AIM OF THE EXERCISE >> Rewrite every line of the data below, adding 136 to each x and y coordinate in the answers. Leave the pictures out.

# # # #

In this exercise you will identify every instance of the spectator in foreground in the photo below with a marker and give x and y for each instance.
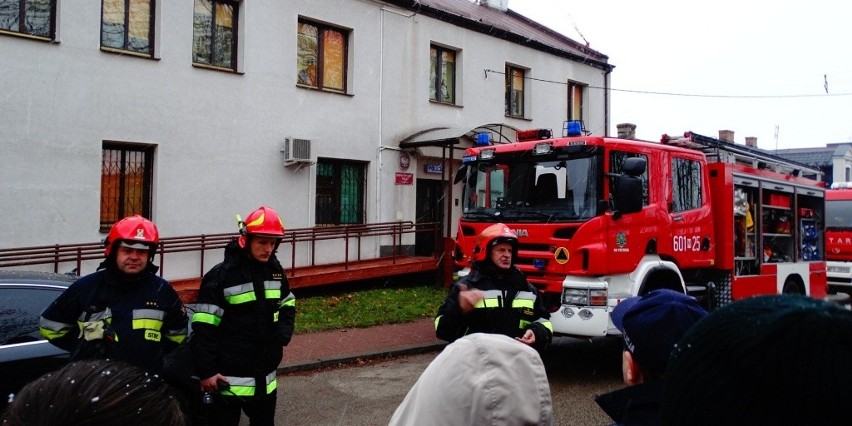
(479, 379)
(95, 392)
(650, 325)
(779, 359)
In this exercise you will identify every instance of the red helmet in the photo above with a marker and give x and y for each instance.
(263, 222)
(492, 235)
(134, 230)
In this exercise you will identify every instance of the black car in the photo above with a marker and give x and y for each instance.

# # # #

RESPONSE TO THIS TASK >>
In this exercise you will identify every instance of the spectator in foreground in the photo below with a marker and give x and y for each instance.
(615, 515)
(231, 528)
(786, 461)
(915, 495)
In this exercise you will identify every instance of the red helmet in the photo above with a marker and give x and y for each instance.
(399, 358)
(628, 371)
(270, 366)
In this exercise you will identify every instance of the black car in the photo above with a marker and give x and y for each instance.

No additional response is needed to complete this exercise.